> Data extracts:
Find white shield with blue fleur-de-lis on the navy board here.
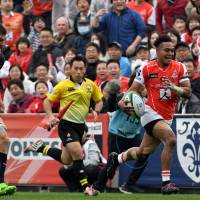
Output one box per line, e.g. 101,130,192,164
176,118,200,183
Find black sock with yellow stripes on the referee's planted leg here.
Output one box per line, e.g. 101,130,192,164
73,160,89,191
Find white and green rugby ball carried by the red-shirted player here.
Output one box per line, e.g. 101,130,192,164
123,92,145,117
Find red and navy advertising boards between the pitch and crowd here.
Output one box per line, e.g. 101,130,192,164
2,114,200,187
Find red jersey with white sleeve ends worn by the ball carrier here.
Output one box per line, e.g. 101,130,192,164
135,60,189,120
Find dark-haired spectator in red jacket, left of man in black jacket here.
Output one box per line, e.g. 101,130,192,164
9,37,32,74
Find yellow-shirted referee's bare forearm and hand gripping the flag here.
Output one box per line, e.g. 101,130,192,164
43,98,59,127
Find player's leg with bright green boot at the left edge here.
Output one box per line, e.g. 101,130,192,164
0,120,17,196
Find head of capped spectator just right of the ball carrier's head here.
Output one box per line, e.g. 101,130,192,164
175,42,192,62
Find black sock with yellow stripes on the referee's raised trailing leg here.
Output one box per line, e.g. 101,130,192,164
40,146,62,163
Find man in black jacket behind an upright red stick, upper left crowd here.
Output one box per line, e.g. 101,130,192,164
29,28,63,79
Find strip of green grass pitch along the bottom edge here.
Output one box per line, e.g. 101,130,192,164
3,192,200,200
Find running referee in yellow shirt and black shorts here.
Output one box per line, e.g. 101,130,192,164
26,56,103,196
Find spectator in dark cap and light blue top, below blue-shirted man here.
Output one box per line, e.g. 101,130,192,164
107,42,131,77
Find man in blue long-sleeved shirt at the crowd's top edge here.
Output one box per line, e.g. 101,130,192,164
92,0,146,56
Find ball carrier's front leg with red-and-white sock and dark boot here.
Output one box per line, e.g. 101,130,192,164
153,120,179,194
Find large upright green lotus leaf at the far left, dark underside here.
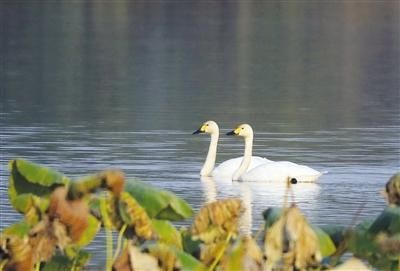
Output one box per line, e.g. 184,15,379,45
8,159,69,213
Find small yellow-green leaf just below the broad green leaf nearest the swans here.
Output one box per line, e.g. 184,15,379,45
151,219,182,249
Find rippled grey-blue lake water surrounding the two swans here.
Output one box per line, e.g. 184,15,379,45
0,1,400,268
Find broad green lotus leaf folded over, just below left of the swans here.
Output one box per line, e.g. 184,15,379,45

> Task goal: With the images removed, write out all of the material above exactly.

> Written response:
Find white shield with blue fleur-de-lis on the navy board here.
Output one box per line, e.g. 101,130,192,164
176,118,200,183
Find black sock with yellow stripes on the referee's planted leg here.
Output one box per line, e.g. 101,130,192,164
73,160,89,191
Find white and green rugby ball carried by the red-shirted player here.
Output one box per line, e.g. 101,130,192,164
123,92,145,117
Find red and navy advertising boards between the pitch and crowd here.
Output one box per line, e.g. 101,130,192,164
2,114,200,187
Find red jersey with white sleeve ends worn by the ball carrier here.
Output one box per line, e.g. 101,130,192,164
135,60,189,120
Find dark-haired spectator in red jacket, left of man in black jacket here.
Output one box per line, e.g. 101,130,192,164
9,37,32,74
Find yellow-shirted referee's bare forearm and hand gripping the flag here.
Output one box per line, e.g. 101,130,192,164
43,98,59,127
Find player's leg with bright green boot at the left edge here.
Output one box per line, e.g. 101,130,192,164
0,120,17,196
Find head of capped spectator just right of the ball carrier's head here.
Output one box per line, e.g. 101,130,192,164
175,42,192,62
Find black sock with yellow stripes on the referee's raised trailing leg here.
Output one box per line, e.g. 101,130,192,164
40,146,62,163
Find man in black jacket behind an upright red stick, upper left crowd here.
Output one box per line, e.g. 101,130,192,164
29,28,63,79
Find strip of green grass pitch along the bottom edge here.
Output one box per line, e.g. 101,130,192,164
3,192,200,200
Find running referee in yellow shirt and black shorts here.
Output one box per line, e.g. 101,130,192,164
26,56,103,196
Find spectator in dark cap and light blue top, below blue-shirted man here.
Output one box per line, e.g. 101,130,192,164
107,42,131,77
Find man in blue long-sleeved shirt at the crowd's top edge here.
Output one box per line, e.g. 101,130,192,164
92,0,146,56
Find ball carrier's front leg with red-and-white sock and dark boot here.
Output one box per line, e.g. 101,130,192,164
153,120,179,194
Find large upright green lotus leaf at the far left, dark underside here.
Output one box per line, e.g. 184,15,379,45
8,159,69,213
Find small yellow-green leaf just below the broad green leaf nearest the swans here.
Output one box per line, e.g. 184,15,379,45
151,219,182,249
Find rippled grey-blue lake water surrounding the two swans here.
Output one box per line, e.g. 184,15,379,45
0,1,400,268
Find broad green lotus leaf folded over, just below left of the swans here.
Output one box per line, e.g. 184,15,379,45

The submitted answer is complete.